-- Quoted passage --
*****

Ford's "Driving Skills for Life" Teaches Teens Crucial Driving Skills

Program provides hands-on training for real-world emergencies
By Rex Roy
Email

I'm sitting in the tiny backseat of a Ford Mustang that is wildly out of control. Slick pavement underneath, the car's tail slides around, and I'm now skidding backward, utterly unable to affect my final destination. Dread is the prominent emotion, followed by this rather unintentionally mean-spirited thought: "This woman is responsible for teaching her teen how to drive, and she can't control this car to save her life. We're all doomed."

Thankfully, the incident was provoked by a driving instructor on the grounds of Ford Motor Company's vehicle test center in Romeo, Michigan, a rural community about an hour north of Detroit. Appropriately for this exercise, we were on what engineers call a skid pad, one of many specific driving areas on this expansive 4000-acre vehicle testing facility. The aforementioned driver was coached into the skid by our driving coach, and after another four or five tries, she began to get the hang of provoking a slide and then controlling it.

Welcome to Driving Skills for Life, a free program sponsored by the Ford Motor Company Fund, a charitable arm of Ford Motor Company. The program's goal is to teach high-performance-driving skills to some 700 teens, not their parents. This is a good thing, as I observed (and instructors informally confirmed) that the teens catch on to the teaching much more quickly than their parents.

Is the training effective? The answers I got from the teens were overwhelmingly positive. "I didn't know it really took that long to stop a car," said one of the participants in a typical response. The teens were excited to be able to drive aggressively in evasive maneuvers. Most also admitted that their parents had not provided them with safe opportunities to test a car's limits or any kind of practice in making evasive maneuvers. The obvious benefits provided by Driving Skills for Life were not lost on the young drivers, one of whom was my 17-year-old daughter.

Instruction focuses on four areas: hazard recognition, speed management, vehicle handling and managing the space around the vehicle, plus a classroom training session. While the program ran approximately eight hours, students spend only minutes behind the steering wheel. The pure logistics of moving 300 people through the prescribed exercises severely limits the hands-on time.

"We realize that we can't completely transform drivers in a day," says Jon Adkins of the Governors Highway Safety Association of Michigan, another important partner in the program. "But we hope it will raise the awareness about teen driving safety, and of the program's Web site, a place that has lots of good information and exercises."

*****

-- Records provided --

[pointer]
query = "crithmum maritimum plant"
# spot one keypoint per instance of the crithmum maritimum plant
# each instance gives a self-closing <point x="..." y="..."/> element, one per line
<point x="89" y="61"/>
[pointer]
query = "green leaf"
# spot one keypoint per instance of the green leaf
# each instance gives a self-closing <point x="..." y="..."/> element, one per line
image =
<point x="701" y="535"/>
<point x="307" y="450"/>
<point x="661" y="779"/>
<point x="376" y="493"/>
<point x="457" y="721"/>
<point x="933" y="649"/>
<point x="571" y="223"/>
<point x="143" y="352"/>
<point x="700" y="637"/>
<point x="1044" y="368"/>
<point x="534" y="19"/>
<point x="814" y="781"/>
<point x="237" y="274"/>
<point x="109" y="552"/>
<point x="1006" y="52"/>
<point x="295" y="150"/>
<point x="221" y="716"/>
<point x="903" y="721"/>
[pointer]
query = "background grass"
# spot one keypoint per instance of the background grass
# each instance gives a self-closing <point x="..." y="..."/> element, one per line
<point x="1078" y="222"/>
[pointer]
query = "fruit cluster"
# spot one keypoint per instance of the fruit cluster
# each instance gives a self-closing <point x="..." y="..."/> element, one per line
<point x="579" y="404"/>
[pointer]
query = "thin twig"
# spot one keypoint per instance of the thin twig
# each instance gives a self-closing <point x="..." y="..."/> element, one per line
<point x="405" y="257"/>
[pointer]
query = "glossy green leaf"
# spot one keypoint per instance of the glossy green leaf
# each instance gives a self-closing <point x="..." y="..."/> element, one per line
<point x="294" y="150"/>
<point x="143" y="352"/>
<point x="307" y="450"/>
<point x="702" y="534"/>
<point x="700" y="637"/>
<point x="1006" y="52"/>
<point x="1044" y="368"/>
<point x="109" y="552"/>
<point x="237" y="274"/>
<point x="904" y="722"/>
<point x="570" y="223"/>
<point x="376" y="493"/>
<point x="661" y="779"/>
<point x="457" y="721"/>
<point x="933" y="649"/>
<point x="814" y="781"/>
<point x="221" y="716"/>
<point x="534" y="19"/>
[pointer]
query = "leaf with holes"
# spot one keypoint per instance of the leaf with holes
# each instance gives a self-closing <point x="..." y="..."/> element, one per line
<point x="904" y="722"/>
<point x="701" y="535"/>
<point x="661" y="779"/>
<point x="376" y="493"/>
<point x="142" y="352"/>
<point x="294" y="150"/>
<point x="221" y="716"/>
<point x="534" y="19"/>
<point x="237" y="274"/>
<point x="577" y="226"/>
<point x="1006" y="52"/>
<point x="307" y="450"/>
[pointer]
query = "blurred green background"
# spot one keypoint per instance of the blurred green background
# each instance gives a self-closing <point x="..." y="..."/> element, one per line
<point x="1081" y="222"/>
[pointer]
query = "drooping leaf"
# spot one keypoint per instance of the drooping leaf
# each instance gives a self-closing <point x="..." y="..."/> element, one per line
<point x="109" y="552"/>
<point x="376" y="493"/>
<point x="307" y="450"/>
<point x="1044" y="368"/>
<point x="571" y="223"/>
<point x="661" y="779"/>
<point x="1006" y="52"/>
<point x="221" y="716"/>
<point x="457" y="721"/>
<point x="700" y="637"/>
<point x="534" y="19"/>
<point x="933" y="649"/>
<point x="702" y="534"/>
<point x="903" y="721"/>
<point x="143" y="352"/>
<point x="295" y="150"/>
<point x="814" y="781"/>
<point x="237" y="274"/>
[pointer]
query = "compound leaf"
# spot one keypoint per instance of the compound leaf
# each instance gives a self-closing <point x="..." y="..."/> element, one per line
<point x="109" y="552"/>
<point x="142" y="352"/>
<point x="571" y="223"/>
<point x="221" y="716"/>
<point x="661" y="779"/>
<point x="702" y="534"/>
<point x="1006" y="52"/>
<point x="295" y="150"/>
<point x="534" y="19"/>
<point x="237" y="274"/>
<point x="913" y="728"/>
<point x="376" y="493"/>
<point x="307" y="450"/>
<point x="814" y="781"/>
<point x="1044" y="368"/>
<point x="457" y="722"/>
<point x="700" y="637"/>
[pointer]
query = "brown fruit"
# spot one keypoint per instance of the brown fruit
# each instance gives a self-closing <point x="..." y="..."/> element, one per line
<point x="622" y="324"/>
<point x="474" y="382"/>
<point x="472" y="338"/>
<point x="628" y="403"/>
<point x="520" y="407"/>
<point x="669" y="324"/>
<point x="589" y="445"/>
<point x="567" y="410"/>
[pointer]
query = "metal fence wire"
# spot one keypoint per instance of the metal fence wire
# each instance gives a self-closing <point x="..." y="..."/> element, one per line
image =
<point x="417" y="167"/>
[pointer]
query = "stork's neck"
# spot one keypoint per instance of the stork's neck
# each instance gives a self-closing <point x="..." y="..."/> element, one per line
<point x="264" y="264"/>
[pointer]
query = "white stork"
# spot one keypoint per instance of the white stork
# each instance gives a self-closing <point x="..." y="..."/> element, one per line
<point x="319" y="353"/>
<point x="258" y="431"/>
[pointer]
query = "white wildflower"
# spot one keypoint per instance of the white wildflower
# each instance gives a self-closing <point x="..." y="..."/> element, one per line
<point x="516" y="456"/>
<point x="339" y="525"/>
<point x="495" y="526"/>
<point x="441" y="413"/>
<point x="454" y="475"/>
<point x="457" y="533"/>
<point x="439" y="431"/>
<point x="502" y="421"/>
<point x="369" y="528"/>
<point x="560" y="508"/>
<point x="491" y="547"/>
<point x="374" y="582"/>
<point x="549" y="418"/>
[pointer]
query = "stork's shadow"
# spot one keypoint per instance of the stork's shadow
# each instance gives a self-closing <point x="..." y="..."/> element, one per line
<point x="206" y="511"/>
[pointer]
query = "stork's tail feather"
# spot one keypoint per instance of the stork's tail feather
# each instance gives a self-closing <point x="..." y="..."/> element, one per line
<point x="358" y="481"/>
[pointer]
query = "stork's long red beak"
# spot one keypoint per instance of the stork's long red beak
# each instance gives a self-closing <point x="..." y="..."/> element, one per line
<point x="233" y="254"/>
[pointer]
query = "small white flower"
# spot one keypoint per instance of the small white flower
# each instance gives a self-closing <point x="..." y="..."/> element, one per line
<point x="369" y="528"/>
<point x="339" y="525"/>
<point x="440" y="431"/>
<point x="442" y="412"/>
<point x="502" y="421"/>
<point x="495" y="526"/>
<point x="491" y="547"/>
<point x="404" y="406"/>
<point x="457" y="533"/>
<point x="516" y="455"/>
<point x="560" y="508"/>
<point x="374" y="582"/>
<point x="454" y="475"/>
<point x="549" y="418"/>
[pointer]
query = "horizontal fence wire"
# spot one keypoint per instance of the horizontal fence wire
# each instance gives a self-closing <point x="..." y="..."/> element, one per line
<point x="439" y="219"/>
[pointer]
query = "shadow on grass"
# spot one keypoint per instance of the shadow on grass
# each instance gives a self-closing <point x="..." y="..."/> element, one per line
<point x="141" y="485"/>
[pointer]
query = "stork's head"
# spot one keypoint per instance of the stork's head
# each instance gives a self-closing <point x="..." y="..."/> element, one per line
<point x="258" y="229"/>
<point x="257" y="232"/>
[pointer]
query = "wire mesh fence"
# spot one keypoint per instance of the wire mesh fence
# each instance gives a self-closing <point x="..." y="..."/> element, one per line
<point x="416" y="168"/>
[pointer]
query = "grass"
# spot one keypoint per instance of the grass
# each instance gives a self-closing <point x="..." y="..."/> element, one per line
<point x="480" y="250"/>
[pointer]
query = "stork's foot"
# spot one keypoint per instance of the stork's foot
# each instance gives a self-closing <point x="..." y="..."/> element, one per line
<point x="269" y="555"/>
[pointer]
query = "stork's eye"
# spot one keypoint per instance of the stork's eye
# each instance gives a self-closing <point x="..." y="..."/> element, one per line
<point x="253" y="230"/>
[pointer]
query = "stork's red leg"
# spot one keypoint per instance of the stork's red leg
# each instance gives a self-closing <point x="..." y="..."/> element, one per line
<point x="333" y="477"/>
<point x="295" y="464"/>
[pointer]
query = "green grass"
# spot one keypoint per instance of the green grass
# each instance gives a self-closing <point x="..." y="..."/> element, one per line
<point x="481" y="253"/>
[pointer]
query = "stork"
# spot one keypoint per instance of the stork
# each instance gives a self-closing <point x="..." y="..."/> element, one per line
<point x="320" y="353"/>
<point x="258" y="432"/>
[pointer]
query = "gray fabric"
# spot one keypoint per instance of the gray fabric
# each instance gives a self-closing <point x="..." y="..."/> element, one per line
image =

*****

-- Challenges --
(A) Using the Driving Skills for Life article, answer the following:
(i) In which community is Ford's vehicle test center located?
(ii) How large is the testing facility, in acres?
(iii) Which organization sponsors the program?
(B) Quote the Driving Skills for Life article word for word, covering the stretch from "Is the training" through "my 17-year-old daughter.".
(C) Extend the article on Ford's Driving Skills for Life program, starting after its final paragraph.

-- Answers for this exercise --
(A)
(i) Romeo, Michigan
(ii) 4000 acres
(iii) The Ford Motor Company Fund

(B)
Is the training effective? The answers I got from the teens were overwhelmingly positive. "I didn't know it really took that long to stop a car," said one of the participants in a typical response. The teens were excited to be able to drive aggressively in evasive maneuvers. Most also admitted that their parents had not provided them with safe opportunities to test a car's limits or any kind of practice in making evasive maneuvers. The obvious benefits provided by Driving Skills for Life were not lost on the young drivers, one of whom was my 17-year-old daughter.

(C)
Having once acted as a high-performance-driving instructor, I asked the program's instructors whether they felt the program was effective. The consensus was that if students are willing to learn, they will take away valuable information. They also admitted that one day of training that nets a student less than 20 minutes of behind-the-wheel time can only improve skills so much. In order for teens to make significant gains, more time in the driver seat is needed, and ideally, the time should be spread out over several days or longer.

Experiences like that can be had at dedicated high-performance-driving schools, though these programs cost thousands of dollars. The advantage is that, through repetition, what you cover over the course of several days at one of these schools becomes second nature. This is critical, so that when you encounter a dangerous situation, your body reacts without thinking. It's all about muscle memory, a reality that comes into play during every physical activity, from playing golf to kneading bread dough. But the trouble is that most drivers never develop muscle memory for evasive maneuvers.

Driving back to Detroit from Romeo, several points became clear. First, traditional teen driver education is totally inadequate (apologies to all the gym teachers who sacrifice their summers to teach driver's ed). Second, hands-on driving programs such as Ford's, while laudable, hardly make a dent in the almost 6000 annual teen deaths caused by motor vehicle crashes — the leading cause of teen fatalities.

What Driving Skills for Life may change, especially because of its Web site, is the awareness levels of teens and parents. Instructors at the event encouraged parents to take a greater role in actively teaching their teens about driving more safely. The program's Web site even provides a parent's guide to help in this area.

For another interesting take on teen driving schools, see Defensive Driving for Teenagers.

Related articles:
How To Crashproof Your Teen Driver
Essential Facts About Graduated Driver Licenses (GDL)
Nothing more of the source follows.